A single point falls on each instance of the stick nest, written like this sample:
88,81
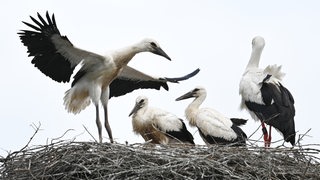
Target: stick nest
91,160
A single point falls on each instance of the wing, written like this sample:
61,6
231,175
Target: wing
53,54
131,79
238,121
182,134
278,109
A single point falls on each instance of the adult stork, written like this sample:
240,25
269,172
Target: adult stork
55,56
266,99
157,125
214,127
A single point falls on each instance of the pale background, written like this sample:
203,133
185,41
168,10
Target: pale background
212,35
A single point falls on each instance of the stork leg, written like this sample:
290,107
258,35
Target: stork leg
265,135
106,122
98,122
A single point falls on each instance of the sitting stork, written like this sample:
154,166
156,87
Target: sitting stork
214,128
157,125
56,57
265,97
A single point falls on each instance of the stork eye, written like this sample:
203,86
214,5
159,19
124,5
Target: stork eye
153,44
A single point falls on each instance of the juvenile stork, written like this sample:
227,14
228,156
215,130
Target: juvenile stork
214,128
157,125
266,99
55,56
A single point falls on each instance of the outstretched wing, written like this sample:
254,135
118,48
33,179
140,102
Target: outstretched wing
54,55
131,79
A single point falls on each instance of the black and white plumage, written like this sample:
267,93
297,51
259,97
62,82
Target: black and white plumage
55,56
266,99
157,125
214,127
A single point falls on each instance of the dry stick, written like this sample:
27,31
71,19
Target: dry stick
90,133
36,128
58,138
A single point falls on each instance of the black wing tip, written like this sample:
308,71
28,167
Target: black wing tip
238,121
190,75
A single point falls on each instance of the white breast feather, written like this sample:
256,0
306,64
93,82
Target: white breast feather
215,124
165,121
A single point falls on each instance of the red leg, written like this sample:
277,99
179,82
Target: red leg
265,135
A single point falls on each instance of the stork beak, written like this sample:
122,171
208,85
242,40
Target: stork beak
160,52
185,96
135,109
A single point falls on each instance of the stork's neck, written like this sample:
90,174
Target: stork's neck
254,58
124,55
193,108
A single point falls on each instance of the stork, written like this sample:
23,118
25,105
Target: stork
157,125
266,99
214,127
55,56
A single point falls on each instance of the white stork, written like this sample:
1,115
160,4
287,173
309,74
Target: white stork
56,57
214,127
266,99
157,125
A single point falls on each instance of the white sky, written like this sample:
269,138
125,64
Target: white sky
212,35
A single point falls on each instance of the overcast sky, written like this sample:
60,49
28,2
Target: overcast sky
214,36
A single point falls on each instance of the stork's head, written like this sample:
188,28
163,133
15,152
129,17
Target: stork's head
258,42
153,46
141,102
196,92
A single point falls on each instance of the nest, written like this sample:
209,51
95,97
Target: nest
90,160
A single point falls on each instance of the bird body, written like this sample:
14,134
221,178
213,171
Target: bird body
157,125
56,57
214,127
265,98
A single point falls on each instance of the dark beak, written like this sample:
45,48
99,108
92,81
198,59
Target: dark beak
135,109
160,52
185,96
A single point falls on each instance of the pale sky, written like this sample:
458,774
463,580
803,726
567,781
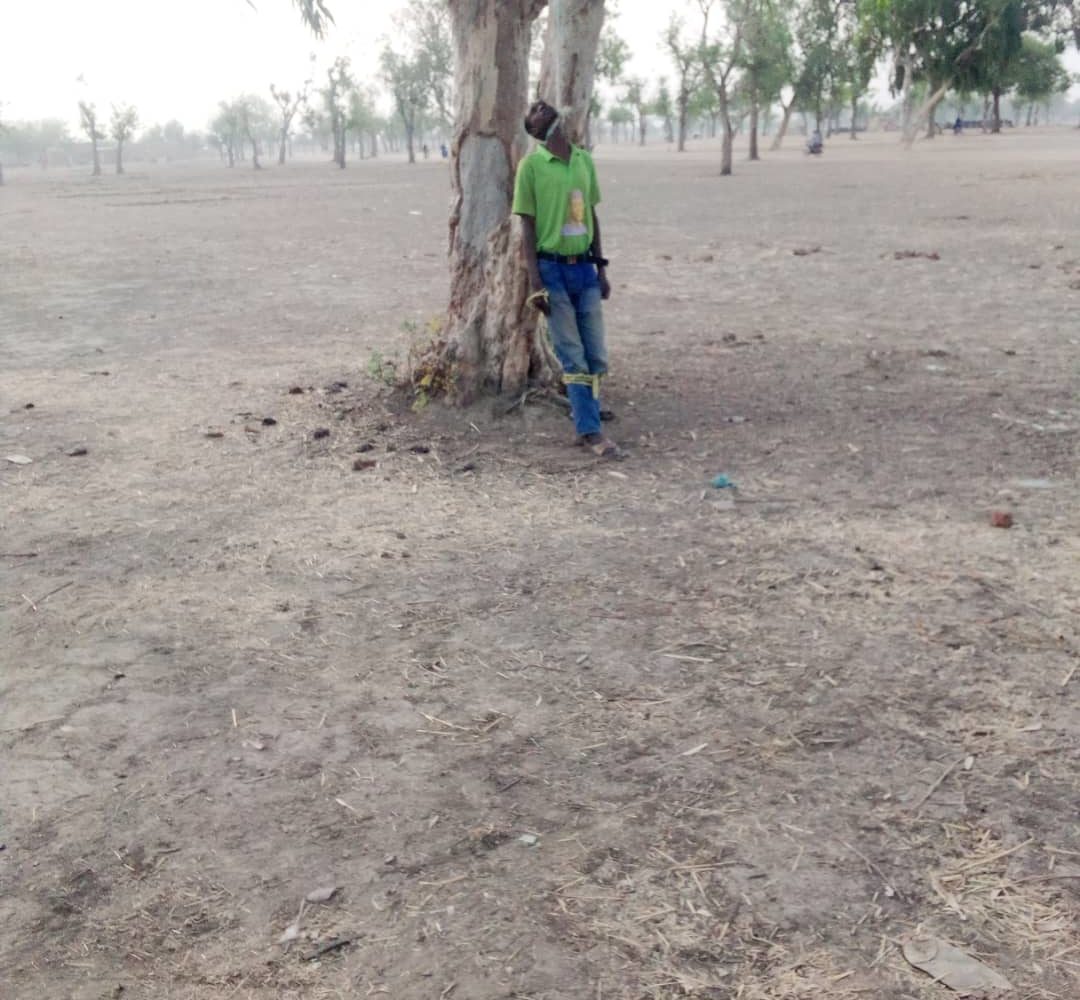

----------------

### [Assignment]
Everything in the entries above should be returned exactly, apart from the pictures.

### [Task solution]
A single point falls on each instance of the stick nest, written like this sample:
88,81
Target: stick nest
91,160
A single point falls on each instance of the wing, written like this sample:
61,6
231,175
Target: wing
53,54
131,79
238,121
182,134
278,109
A single point falls on each instance of the adult stork, written like this sample:
240,25
269,172
Target: adult stork
55,56
266,99
157,125
214,127
A single point falls on each instance of the pale background, written like this sample:
203,133
185,41
168,10
Target: pale background
212,35
A single point falls on each instance of the stork leg, written like this sample:
290,107
258,35
Target: stork leg
265,135
106,122
98,122
A single point falls on each instance of the sitting stork, written like this sample:
154,166
156,87
Target: sitting stork
214,128
157,125
56,57
265,97
A single point falls on each instance of the stork eye, written like this sample:
203,86
214,5
159,19
124,5
Target: stork eye
153,44
A single point falls on each instance of the juvenile stork, written like this sample:
227,14
228,156
215,130
Target: juvenile stork
214,128
157,125
266,99
55,56
A single point falls on each instance of the outstretched wing, written like this sample:
254,135
118,48
33,179
140,102
Target: outstretched wing
54,55
131,79
A single point falls on each instance of the black and white plumage, written like this sample:
267,93
297,51
259,97
62,82
Target: black and white plumage
55,56
266,99
157,125
214,127
A single point falls on each instance of the dry stick, written like this sample:
27,31
71,19
Target: dry stick
90,133
36,128
58,138
A single point falls on each instance of the black wing tip, written like this sample:
308,71
28,167
Target: black wing tip
238,121
190,75
A single point falls on each instance of the white breast feather, written like this sample:
256,0
306,64
93,82
Target: white breast feather
215,124
165,121
A single point falls on each instance of the red leg, written like this sample:
277,99
179,82
Target: red leg
265,135
A single point falls on each instance of the stork beak, written like this sample:
122,171
208,85
242,40
Target: stork beak
160,52
185,96
135,109
A single point falls on each instance of the stork's neck, written like this sample:
90,174
Target: stork's neck
254,58
124,55
193,108
A single point falls on each instance of the stork, written like this sample:
23,118
25,105
Target: stork
157,125
266,99
214,127
55,56
A single point falls on each instance of the white stork, written like this sample:
1,115
160,4
287,173
309,74
Target: white stork
56,57
214,127
266,99
157,125
A single point falls on each instance of the white sky, written like this sample:
269,138
125,64
Target: white sky
212,35
A single point falls on each instance of the overcast sky, written like this sample:
60,49
28,2
Target: overcast sky
214,36
A single point falls on each instance of the stork's head, written like this sample:
188,28
163,133
15,152
129,17
Target: stork's head
258,42
153,46
141,102
196,92
A single point falls on each instance of the nest, written like this sample:
209,51
95,97
Target: nest
90,160
A single point falls on each instance of the bird body, written like this sample:
14,134
221,178
213,171
Target: bird body
157,125
56,57
214,127
265,98
A single point falls on each instance of the dark beak, written like this sample:
45,48
99,108
92,81
198,59
Target: dark beak
135,109
160,52
185,96
A single point falls on each instance of the pale sky, written like this sample:
458,774
463,580
803,726
567,781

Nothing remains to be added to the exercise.